### Requirement
List the communications objectives named in the text on choosing an antenna.

When considering what antenna is best, ask yourself;
What do you want to do with the antenna?
Basically, different antennas for different objectives. There are essentially four different communications objectives: ground wave, NVIS, DX, and terrestrial. Depending upon your mission, you will want to choose the antenna that best suits one of these four objectives.
Frequency Used
The frequency that you use, for example HF VHF or UHF, will have unique properties to fulfill a mission objective. Terrestrial or satellite communications most often used VHF or UHF frequencies. Ground wave communications can use any one of the three, HF VHF or UHF. For example, NVIS communications most typically use HF frequencies.
While most transceivers are either VHF/UHF or HF, there are some transceivers that support all three. Finding an antenna that supports all three can be a challenge. One specific antenna that will support these is the log periodic dipole array. This is arguably one of the most expensive options. Some transceivers have one antenna connection for HF and one connection for VHF UHF. That is why you often find antennas that support both VHF and UHF. This is also why you will see many antennas that are HF only.

### Supplied entries
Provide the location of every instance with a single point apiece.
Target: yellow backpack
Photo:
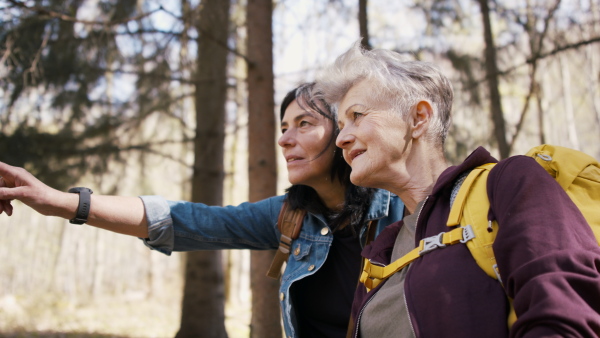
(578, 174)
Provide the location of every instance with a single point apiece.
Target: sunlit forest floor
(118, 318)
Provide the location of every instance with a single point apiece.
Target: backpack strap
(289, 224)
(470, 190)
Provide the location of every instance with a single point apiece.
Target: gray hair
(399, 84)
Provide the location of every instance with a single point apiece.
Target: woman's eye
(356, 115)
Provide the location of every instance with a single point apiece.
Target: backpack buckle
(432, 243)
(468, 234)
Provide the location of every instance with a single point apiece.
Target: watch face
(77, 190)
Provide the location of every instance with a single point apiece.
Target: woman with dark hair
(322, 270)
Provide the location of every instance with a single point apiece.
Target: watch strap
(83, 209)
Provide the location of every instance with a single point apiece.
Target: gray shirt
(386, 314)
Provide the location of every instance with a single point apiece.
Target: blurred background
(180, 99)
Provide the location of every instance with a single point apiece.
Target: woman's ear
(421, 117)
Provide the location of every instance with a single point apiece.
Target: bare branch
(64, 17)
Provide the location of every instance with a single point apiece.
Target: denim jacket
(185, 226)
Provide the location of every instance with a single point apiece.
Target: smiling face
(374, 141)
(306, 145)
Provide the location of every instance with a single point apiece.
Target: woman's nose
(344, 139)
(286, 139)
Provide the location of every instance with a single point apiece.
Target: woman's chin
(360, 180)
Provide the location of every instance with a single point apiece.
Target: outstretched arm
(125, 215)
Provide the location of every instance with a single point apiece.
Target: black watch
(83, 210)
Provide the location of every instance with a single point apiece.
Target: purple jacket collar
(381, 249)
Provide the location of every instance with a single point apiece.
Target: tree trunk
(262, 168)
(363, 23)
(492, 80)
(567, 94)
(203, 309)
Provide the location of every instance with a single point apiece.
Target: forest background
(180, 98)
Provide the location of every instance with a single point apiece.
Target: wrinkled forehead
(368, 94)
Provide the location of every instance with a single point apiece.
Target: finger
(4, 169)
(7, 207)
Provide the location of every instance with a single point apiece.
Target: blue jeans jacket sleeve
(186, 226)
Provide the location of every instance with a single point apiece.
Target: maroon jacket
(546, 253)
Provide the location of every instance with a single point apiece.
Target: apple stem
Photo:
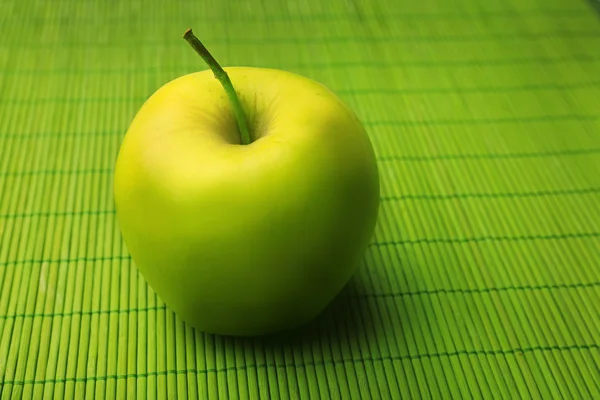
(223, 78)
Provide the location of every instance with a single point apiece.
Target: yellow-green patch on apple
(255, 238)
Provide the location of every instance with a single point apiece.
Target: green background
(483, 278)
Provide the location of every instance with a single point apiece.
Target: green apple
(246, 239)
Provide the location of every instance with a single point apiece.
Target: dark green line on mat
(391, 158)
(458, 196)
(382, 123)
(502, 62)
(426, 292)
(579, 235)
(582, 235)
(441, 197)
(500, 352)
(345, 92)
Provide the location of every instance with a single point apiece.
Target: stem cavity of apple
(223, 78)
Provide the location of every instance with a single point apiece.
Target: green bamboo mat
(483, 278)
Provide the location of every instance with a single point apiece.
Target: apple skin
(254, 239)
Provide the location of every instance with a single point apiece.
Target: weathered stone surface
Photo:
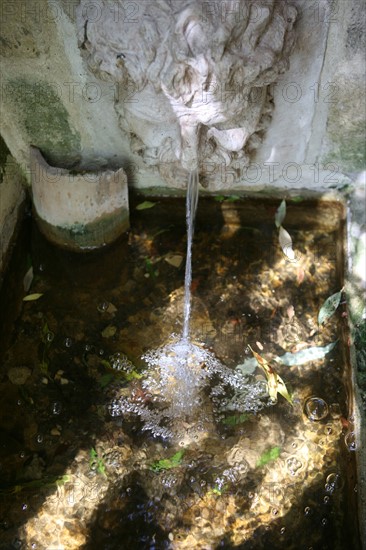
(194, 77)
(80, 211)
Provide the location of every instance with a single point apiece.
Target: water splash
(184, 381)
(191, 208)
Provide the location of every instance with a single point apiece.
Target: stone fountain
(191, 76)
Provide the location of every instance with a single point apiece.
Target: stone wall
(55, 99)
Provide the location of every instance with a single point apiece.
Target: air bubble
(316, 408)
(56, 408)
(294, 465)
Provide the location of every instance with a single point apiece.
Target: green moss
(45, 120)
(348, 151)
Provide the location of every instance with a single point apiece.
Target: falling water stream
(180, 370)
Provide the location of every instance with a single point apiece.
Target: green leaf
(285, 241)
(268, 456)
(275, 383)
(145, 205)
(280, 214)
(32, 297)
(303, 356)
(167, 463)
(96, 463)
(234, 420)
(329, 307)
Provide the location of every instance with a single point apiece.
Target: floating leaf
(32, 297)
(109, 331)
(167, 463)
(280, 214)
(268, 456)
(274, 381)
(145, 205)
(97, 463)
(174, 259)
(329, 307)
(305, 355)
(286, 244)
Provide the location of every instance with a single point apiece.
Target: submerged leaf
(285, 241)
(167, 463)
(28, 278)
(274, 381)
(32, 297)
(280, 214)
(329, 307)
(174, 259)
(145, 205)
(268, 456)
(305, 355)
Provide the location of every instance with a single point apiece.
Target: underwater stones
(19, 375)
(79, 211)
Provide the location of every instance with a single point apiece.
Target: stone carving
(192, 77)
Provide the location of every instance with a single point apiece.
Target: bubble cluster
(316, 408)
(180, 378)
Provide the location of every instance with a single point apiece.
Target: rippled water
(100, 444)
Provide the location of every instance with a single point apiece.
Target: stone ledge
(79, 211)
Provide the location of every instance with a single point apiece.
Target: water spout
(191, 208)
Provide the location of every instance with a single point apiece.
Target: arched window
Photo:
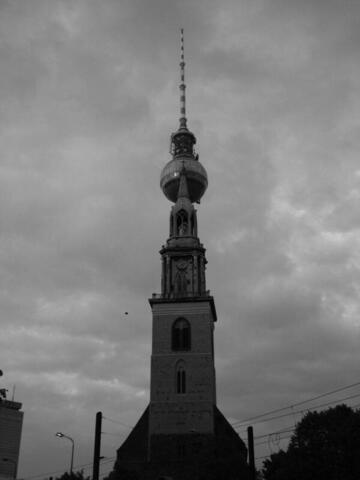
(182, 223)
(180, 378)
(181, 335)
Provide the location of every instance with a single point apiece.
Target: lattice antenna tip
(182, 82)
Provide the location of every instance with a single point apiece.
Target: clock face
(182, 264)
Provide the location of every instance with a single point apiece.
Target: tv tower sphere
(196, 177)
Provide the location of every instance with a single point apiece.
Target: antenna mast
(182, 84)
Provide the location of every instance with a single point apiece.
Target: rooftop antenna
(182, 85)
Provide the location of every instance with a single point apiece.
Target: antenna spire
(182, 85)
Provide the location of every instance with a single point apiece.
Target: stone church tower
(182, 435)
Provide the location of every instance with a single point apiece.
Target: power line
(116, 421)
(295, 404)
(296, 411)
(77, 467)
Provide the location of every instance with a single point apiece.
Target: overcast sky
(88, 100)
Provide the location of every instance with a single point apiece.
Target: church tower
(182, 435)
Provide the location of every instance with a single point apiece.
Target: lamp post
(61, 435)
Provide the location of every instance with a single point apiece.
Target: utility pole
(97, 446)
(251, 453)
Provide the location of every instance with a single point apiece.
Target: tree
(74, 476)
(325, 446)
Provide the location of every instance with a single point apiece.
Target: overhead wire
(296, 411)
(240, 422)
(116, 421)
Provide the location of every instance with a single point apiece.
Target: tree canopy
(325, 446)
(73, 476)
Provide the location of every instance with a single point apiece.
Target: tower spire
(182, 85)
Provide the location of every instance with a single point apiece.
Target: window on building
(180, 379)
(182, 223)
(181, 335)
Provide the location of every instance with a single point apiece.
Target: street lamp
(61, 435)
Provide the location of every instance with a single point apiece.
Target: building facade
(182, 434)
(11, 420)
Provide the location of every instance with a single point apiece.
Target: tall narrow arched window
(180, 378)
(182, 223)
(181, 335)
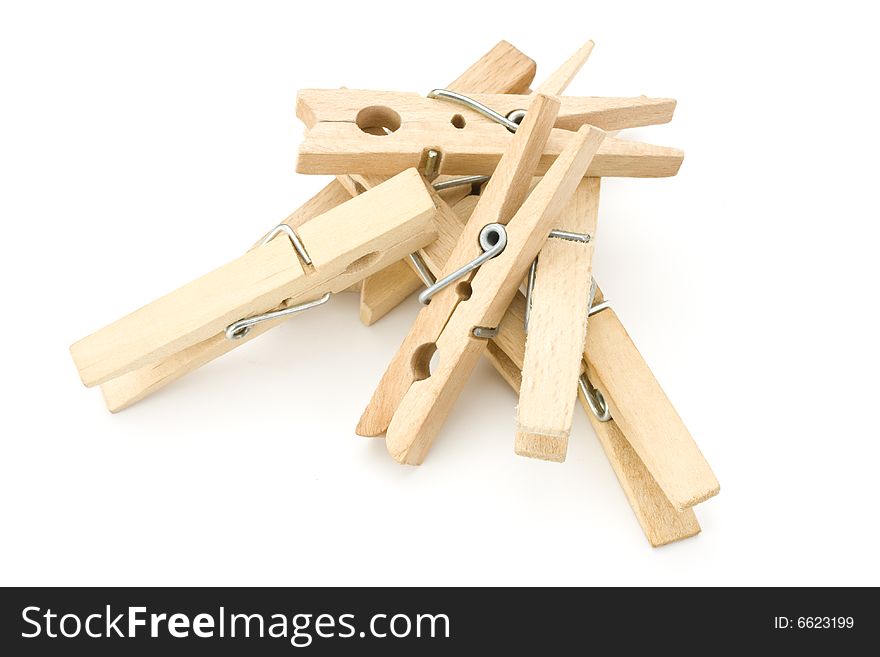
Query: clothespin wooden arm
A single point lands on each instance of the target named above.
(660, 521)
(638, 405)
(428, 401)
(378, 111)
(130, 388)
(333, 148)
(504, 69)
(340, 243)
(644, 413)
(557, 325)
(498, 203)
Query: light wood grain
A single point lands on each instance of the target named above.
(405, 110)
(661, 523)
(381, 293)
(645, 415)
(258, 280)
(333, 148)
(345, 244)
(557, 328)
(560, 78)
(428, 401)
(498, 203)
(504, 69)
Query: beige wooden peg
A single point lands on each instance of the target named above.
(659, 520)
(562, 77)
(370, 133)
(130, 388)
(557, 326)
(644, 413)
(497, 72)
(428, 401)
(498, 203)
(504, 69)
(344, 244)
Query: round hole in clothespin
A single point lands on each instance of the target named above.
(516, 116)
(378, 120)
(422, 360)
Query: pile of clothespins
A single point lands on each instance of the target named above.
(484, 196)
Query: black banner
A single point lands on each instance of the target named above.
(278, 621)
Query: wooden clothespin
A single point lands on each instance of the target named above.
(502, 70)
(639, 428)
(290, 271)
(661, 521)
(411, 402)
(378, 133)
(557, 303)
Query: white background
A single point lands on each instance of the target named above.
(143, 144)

---

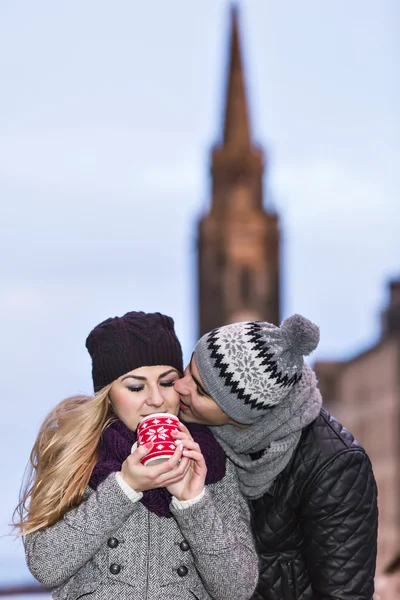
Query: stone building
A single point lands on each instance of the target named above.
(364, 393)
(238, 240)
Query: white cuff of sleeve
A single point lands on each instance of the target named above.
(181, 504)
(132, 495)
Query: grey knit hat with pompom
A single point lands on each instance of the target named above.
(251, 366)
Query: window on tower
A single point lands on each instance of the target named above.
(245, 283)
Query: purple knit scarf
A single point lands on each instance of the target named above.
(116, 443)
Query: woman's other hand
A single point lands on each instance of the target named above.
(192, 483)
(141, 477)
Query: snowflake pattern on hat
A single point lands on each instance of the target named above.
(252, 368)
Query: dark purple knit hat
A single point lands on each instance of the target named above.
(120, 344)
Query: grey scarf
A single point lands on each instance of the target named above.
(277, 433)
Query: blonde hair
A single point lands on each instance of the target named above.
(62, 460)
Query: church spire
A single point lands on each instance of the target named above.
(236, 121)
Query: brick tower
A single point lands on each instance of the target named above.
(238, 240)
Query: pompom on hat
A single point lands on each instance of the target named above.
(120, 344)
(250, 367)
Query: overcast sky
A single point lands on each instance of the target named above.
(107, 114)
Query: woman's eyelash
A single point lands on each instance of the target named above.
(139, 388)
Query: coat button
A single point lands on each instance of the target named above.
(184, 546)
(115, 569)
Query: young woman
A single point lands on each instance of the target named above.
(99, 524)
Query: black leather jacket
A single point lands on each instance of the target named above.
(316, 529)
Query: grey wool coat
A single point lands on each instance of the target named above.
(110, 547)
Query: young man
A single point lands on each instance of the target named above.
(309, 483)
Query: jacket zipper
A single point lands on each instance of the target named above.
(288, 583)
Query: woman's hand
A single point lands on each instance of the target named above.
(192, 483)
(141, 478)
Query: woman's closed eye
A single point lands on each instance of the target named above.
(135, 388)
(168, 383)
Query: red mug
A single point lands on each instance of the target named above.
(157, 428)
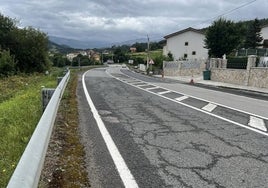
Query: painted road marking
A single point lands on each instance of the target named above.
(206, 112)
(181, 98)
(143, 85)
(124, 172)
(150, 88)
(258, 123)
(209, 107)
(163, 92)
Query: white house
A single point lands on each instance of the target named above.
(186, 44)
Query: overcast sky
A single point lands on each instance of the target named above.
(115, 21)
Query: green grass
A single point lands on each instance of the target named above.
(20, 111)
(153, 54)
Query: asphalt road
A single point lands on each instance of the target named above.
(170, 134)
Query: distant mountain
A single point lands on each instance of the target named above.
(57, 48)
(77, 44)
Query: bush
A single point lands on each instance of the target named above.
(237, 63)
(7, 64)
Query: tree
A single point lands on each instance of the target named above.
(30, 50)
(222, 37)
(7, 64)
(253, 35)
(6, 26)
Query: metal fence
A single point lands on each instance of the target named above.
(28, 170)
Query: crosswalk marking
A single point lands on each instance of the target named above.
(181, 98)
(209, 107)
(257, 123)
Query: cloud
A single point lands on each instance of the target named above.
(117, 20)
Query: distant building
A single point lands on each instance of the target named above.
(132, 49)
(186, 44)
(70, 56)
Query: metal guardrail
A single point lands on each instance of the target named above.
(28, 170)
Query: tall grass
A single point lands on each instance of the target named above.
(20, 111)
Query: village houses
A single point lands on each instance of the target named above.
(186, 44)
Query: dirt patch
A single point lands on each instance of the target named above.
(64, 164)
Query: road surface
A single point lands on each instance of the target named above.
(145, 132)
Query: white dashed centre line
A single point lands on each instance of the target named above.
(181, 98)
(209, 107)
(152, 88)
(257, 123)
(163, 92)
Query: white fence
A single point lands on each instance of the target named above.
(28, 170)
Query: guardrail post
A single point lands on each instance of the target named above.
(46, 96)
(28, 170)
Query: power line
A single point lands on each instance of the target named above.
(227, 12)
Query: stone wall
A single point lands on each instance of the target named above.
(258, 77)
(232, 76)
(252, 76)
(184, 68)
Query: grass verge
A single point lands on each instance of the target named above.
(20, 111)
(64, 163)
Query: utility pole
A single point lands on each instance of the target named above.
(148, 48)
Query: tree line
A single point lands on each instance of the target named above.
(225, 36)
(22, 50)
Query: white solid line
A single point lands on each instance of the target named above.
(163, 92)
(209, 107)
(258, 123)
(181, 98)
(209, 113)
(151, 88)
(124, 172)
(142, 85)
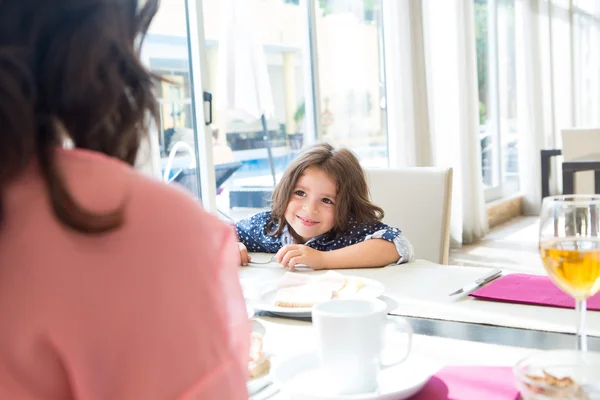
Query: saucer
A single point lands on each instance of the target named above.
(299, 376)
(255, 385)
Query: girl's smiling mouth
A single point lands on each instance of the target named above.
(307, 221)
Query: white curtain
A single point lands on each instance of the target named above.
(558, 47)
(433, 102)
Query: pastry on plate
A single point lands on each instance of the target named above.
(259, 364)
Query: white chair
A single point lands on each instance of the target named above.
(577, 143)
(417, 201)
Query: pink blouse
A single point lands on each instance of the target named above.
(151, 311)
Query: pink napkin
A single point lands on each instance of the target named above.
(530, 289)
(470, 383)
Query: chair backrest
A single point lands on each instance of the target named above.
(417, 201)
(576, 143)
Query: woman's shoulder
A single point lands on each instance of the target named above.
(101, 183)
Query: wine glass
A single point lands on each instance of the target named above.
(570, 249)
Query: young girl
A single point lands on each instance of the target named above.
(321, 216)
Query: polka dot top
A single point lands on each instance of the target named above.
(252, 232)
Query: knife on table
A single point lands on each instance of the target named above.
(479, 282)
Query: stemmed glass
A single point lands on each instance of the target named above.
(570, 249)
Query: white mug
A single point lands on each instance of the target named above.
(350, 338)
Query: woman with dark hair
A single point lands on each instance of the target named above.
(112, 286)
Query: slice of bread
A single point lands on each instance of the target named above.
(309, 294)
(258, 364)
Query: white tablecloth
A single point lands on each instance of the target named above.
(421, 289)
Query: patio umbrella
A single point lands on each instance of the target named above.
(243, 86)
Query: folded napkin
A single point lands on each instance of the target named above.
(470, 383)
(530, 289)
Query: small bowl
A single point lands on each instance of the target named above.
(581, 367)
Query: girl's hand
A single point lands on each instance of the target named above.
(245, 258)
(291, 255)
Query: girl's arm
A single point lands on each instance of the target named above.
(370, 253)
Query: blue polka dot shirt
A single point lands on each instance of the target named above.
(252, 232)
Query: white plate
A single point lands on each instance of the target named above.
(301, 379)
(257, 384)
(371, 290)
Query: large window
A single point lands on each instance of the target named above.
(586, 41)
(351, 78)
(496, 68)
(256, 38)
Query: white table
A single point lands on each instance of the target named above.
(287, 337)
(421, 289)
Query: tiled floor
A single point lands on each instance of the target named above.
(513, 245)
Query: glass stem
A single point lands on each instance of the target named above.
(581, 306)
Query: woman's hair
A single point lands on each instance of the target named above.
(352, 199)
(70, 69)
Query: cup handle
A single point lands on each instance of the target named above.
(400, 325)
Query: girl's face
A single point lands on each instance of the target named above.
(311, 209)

### Solution to the problem
Ground wave, NVIS, DX, terrestrial